• Your instructions
Render the material from its first line through the line containing "box: [187, 213, 201, 226]" as a JSON list of strings, one string per line. Include both end lines and leave out any blank lines.

• Supplied records

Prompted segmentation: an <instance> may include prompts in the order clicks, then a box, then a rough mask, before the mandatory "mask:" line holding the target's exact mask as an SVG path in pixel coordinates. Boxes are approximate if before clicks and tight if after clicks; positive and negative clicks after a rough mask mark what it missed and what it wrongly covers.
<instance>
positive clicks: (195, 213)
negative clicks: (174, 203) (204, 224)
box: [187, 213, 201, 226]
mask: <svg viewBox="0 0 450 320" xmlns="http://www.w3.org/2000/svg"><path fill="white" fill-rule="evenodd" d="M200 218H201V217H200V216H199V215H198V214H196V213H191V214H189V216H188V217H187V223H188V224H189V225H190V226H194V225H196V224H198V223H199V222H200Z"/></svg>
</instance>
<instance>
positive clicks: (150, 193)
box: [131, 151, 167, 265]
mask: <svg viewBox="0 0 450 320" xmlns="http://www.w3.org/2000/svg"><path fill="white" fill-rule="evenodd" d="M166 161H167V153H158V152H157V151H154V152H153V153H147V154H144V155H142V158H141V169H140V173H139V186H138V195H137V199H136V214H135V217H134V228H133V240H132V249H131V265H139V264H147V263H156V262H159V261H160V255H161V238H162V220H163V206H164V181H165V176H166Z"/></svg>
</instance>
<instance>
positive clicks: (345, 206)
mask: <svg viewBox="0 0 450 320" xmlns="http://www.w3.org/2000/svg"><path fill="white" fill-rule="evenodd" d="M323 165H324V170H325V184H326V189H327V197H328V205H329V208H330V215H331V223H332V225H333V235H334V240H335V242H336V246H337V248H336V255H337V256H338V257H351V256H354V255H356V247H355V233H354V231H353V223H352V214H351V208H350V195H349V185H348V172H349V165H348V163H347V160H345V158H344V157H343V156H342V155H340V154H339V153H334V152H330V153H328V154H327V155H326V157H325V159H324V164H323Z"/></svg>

• Written reply
[
  "Prompted segmentation: an <instance> may include prompts in the order clicks, then a box, then a rough mask, before the mandatory \"mask:\" line holding the target's exact mask as an SVG path in pixel coordinates. Boxes are approximate if before clicks and tight if after clicks; positive and negative clicks after a rough mask mark what it missed and what it wrongly covers.",
  "<instance>",
  "positive clicks: (195, 213)",
  "negative clicks: (174, 203) (204, 224)",
  "box: [187, 213, 201, 226]"
]